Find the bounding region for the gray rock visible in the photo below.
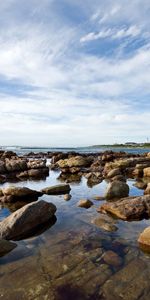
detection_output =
[0,239,17,256]
[42,184,71,195]
[78,199,93,208]
[105,181,129,200]
[0,200,56,240]
[98,195,150,220]
[0,186,42,202]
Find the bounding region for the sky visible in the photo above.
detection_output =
[0,0,150,147]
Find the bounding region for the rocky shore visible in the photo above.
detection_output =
[0,151,150,274]
[0,151,150,300]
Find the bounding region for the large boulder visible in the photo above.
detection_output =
[0,239,17,257]
[138,226,150,252]
[27,159,46,169]
[42,184,71,195]
[0,160,6,174]
[107,168,121,178]
[0,186,43,202]
[144,167,150,177]
[5,158,27,172]
[0,200,56,240]
[57,155,92,168]
[98,195,150,220]
[105,181,129,200]
[144,183,150,195]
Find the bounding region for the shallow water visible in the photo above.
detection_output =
[0,171,150,300]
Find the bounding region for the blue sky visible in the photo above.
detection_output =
[0,0,150,147]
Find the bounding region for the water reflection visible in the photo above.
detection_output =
[0,171,150,300]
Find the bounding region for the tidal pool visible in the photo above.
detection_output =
[0,171,150,300]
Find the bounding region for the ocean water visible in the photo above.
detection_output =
[1,146,150,155]
[0,154,150,300]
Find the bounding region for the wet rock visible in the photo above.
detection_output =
[78,199,93,208]
[57,156,91,168]
[0,239,17,257]
[98,195,150,220]
[0,175,7,183]
[57,173,82,183]
[5,158,27,172]
[105,181,129,200]
[98,258,150,300]
[138,227,150,252]
[111,175,126,182]
[42,184,71,195]
[134,181,147,190]
[64,194,71,201]
[27,159,46,169]
[92,214,118,232]
[144,183,150,195]
[93,196,105,201]
[0,186,42,202]
[16,168,49,178]
[107,168,121,178]
[144,167,150,177]
[0,200,56,240]
[103,250,122,267]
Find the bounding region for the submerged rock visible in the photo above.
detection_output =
[42,184,71,195]
[0,200,56,240]
[134,181,147,190]
[57,155,92,168]
[144,183,150,195]
[97,258,150,300]
[64,194,71,201]
[138,226,150,252]
[0,186,42,202]
[98,195,150,220]
[103,250,122,267]
[105,181,129,200]
[0,239,17,257]
[92,214,118,232]
[78,199,93,208]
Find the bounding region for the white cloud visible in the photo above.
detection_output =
[0,0,150,146]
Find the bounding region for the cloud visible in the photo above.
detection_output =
[0,0,150,146]
[80,25,141,43]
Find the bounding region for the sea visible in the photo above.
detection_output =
[0,146,150,155]
[0,147,150,300]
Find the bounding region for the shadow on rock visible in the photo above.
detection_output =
[14,216,57,241]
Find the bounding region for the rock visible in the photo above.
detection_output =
[138,226,150,252]
[92,214,118,232]
[57,155,91,168]
[144,167,150,177]
[134,181,147,190]
[105,181,129,200]
[0,160,6,174]
[0,175,7,183]
[100,257,150,300]
[16,168,49,178]
[2,186,43,202]
[111,175,126,182]
[107,168,121,178]
[144,183,150,195]
[93,196,105,201]
[64,194,71,201]
[57,173,82,183]
[5,158,27,172]
[98,195,150,220]
[27,159,46,169]
[0,200,56,240]
[103,250,122,267]
[78,199,93,208]
[42,184,71,195]
[0,239,17,257]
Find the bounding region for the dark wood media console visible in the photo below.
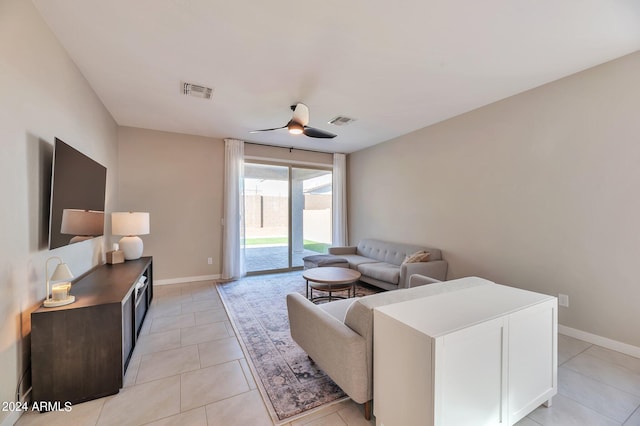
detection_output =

━━━━━━━━━━━━━━━━━━━━

*THE REQUEST*: Could you recast every line of the records above as a Markdown table with two columns, Number for the row number and Line for the line itself, leaving out blank lines and the pictures?

*TASK SOLUTION*:
| Number | Line |
|---|---|
| 1 | Find the bounding region for the gray rock visible in the photo below. |
| 2 | detection_output = |
| 3 | [0,239,17,256] |
| 4 | [42,184,71,195] |
| 5 | [78,199,93,208] |
| 6 | [105,181,129,200] |
| 7 | [0,200,56,240] |
| 8 | [98,195,150,220] |
| 9 | [0,186,42,202] |
| 10 | Find the bounding region for the sky visible in the photo above. |
| 11 | detection_output = |
| 12 | [0,0,150,147] |
| 13 | Find the bounding region for the rocky shore visible in the photo above. |
| 14 | detection_output = |
| 15 | [0,151,150,274] |
| 16 | [0,151,150,300] |
| 17 | Find the bounding region for the large boulder visible in the photo above. |
| 18 | detection_output = |
| 19 | [0,239,17,257] |
| 20 | [138,226,150,252] |
| 21 | [27,159,46,169] |
| 22 | [42,184,71,195] |
| 23 | [0,160,6,174] |
| 24 | [107,168,121,178] |
| 25 | [0,186,43,202] |
| 26 | [144,167,150,177] |
| 27 | [5,158,27,172] |
| 28 | [0,200,56,240] |
| 29 | [57,155,92,168] |
| 30 | [98,195,150,220] |
| 31 | [105,181,129,200] |
| 32 | [144,183,150,195] |
| 33 | Find the bounding region for the shallow water visible in the photo above. |
| 34 | detection_output = |
| 35 | [0,171,150,300] |
| 36 | Find the bounding region for the blue sky visible in the photo above. |
| 37 | detection_output = |
| 38 | [0,0,150,147] |
| 39 | Find the bounding region for the water reflection visible in the photo above. |
| 40 | detection_output = |
| 41 | [0,171,150,300] |
| 42 | Find the bounding region for the tidal pool visible in the photo above. |
| 43 | detection_output = |
| 44 | [0,171,150,300] |
| 45 | Find the bounding region for the ocean water visible in the photo above. |
| 46 | detection_output = |
| 47 | [1,146,150,155] |
| 48 | [0,154,150,300] |
| 49 | Find the bounding region for the wet rock visible in the photo above. |
| 50 | detection_output = |
| 51 | [78,199,93,208] |
| 52 | [57,156,91,168] |
| 53 | [0,239,17,257] |
| 54 | [98,195,150,220] |
| 55 | [0,175,7,183] |
| 56 | [57,173,82,183] |
| 57 | [5,158,27,172] |
| 58 | [105,181,129,200] |
| 59 | [98,258,150,300] |
| 60 | [138,227,150,252] |
| 61 | [111,175,126,182] |
| 62 | [42,184,71,195] |
| 63 | [134,181,147,190] |
| 64 | [64,194,71,201] |
| 65 | [27,159,46,169] |
| 66 | [92,214,118,232] |
| 67 | [144,183,150,195] |
| 68 | [93,196,105,201] |
| 69 | [0,186,42,202] |
| 70 | [16,168,49,178] |
| 71 | [107,168,121,178] |
| 72 | [144,167,150,177] |
| 73 | [0,200,56,240] |
| 74 | [103,250,122,267] |
| 75 | Find the bounding region for the submerged rock visible in the photo above. |
| 76 | detection_output = |
| 77 | [42,184,71,195] |
| 78 | [0,200,56,240] |
| 79 | [134,181,147,190] |
| 80 | [57,155,92,168] |
| 81 | [144,183,150,195] |
| 82 | [97,258,150,300] |
| 83 | [64,194,71,201] |
| 84 | [138,226,150,252] |
| 85 | [0,186,42,202] |
| 86 | [98,195,150,220] |
| 87 | [103,250,122,267] |
| 88 | [105,181,129,200] |
| 89 | [0,239,17,257] |
| 90 | [92,214,118,232] |
| 91 | [78,199,93,208] |
| 92 | Find the bounding region for the white cloud visible in the photo above. |
| 93 | detection_output = |
| 94 | [0,0,150,146] |
| 95 | Find the bounding region for the cloud visible in the photo above. |
| 96 | detection_output = |
| 97 | [0,0,150,146] |
| 98 | [80,25,141,43] |
| 99 | Find the bounding region for the sea visible in the photo above. |
| 100 | detection_output = |
| 101 | [0,146,150,155] |
| 102 | [0,147,150,300] |
| 103 | Find the bounding region for the shadow on rock visible in the photo above. |
| 104 | detection_output = |
| 105 | [14,216,57,241] |
| 106 | Find the bounding region for the rock visible in the photo above. |
| 107 | detection_output = |
| 108 | [138,226,150,252] |
| 109 | [92,214,118,232] |
| 110 | [57,155,91,168] |
| 111 | [144,167,150,177] |
| 112 | [134,181,147,190] |
| 113 | [105,181,129,200] |
| 114 | [0,160,6,174] |
| 115 | [0,175,7,183] |
| 116 | [100,257,150,300] |
| 117 | [16,168,49,178] |
| 118 | [2,186,43,202] |
| 119 | [111,175,126,182] |
| 120 | [107,168,121,178] |
| 121 | [144,183,150,195] |
| 122 | [93,196,105,201] |
| 123 | [64,194,71,201] |
| 124 | [57,173,82,183] |
| 125 | [5,158,27,172] |
| 126 | [98,195,150,220] |
| 127 | [27,159,46,169] |
| 128 | [0,200,56,240] |
| 129 | [103,250,122,267] |
| 130 | [78,199,93,208] |
| 131 | [42,184,71,195] |
| 132 | [0,239,17,257] |
| 133 | Find the bounding region for the dark wood media console visible in the photo below. |
| 134 | detection_output = |